▶ [DATA SUPPLIED]
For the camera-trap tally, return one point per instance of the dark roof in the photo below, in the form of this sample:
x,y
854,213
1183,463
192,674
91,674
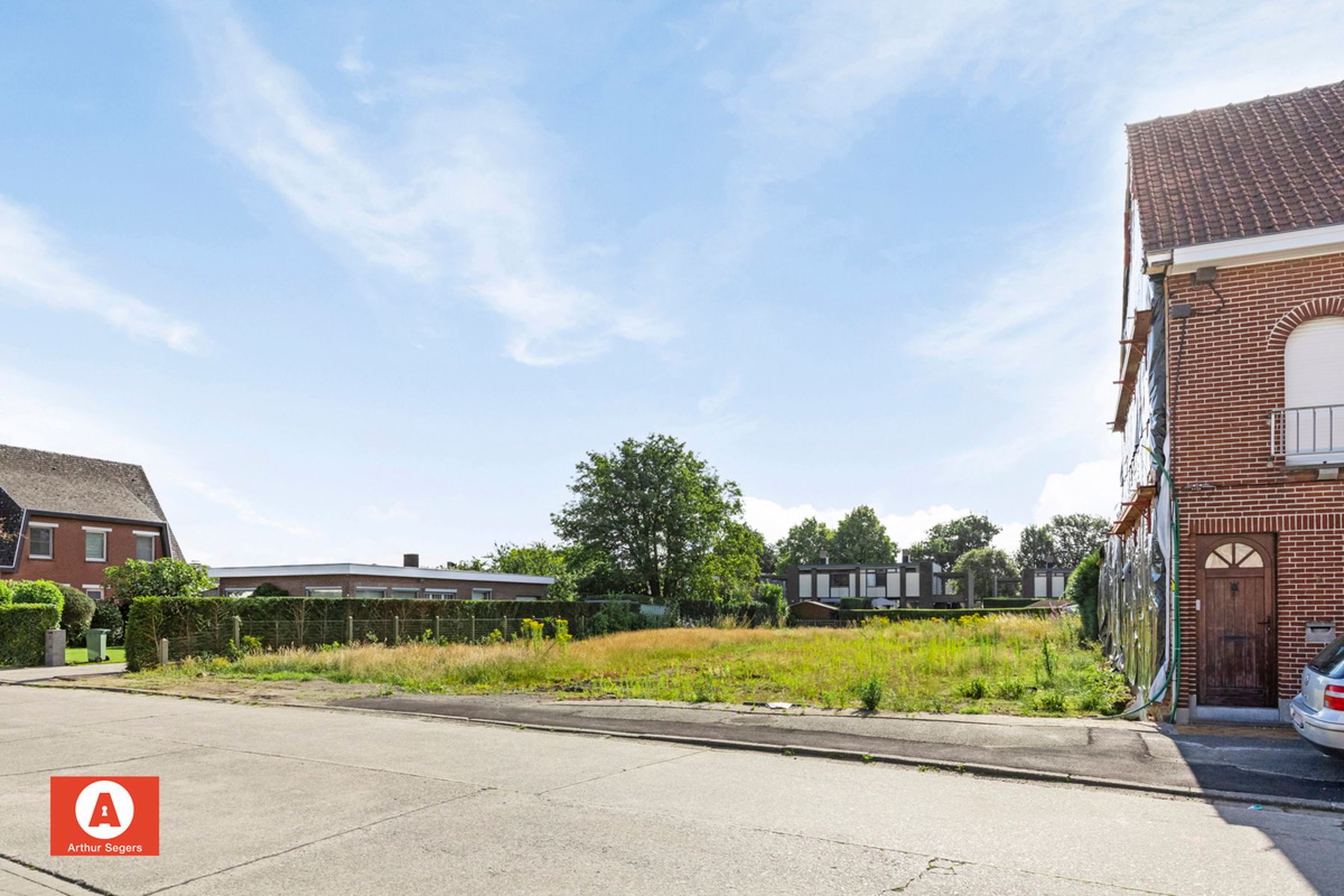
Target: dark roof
x,y
1246,169
43,481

▶ [EXERCISE GOAL]
Reproduce every row above verbatim, but omit the picture.

▶ [EXPECTED ANSWER]
For the camera-trap tally, return one point per instance of the dark roof in the photo below, in the form of this sample:
x,y
854,213
1183,463
192,674
91,674
Target: dark roof
x,y
1246,169
43,481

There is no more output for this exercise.